Your task:
Scan the listing below. Copy each line that contains "point".

--- START ---

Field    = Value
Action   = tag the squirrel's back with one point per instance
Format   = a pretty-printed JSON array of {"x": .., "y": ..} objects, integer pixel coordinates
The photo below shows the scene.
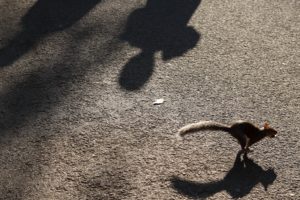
[{"x": 203, "y": 125}]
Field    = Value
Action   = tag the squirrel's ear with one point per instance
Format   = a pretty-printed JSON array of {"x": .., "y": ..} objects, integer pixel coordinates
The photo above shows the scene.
[{"x": 266, "y": 125}]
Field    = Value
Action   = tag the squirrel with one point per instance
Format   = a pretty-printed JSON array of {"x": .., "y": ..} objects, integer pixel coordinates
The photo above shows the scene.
[{"x": 245, "y": 132}]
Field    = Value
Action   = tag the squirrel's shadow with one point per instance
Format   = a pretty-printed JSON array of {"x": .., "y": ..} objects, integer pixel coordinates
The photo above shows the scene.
[{"x": 238, "y": 182}]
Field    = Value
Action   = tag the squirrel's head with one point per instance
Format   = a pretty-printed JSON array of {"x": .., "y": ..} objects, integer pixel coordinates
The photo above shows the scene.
[{"x": 270, "y": 132}]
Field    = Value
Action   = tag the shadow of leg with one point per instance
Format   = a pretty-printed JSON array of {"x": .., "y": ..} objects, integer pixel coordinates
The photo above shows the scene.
[{"x": 137, "y": 71}]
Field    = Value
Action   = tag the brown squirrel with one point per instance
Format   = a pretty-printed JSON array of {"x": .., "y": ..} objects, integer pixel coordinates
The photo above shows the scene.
[{"x": 246, "y": 133}]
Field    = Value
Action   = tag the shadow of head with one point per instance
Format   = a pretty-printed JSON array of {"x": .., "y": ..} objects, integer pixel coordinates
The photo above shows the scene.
[
  {"x": 159, "y": 26},
  {"x": 238, "y": 182}
]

--- END ---

Solved exercise:
Action   = tag the squirrel's back with one point per instance
Action   = tag the squirrel's ear with one point per instance
Action   = tag the squirrel with one point per instance
Action   = tag the squirrel's shadow with one point per instance
Action   = tag the squirrel's head with one point per instance
Action   = tag the shadow of leg with one point per instance
Action   = tag the brown squirrel with one point per instance
Action   = tag the shadow of head with one point per instance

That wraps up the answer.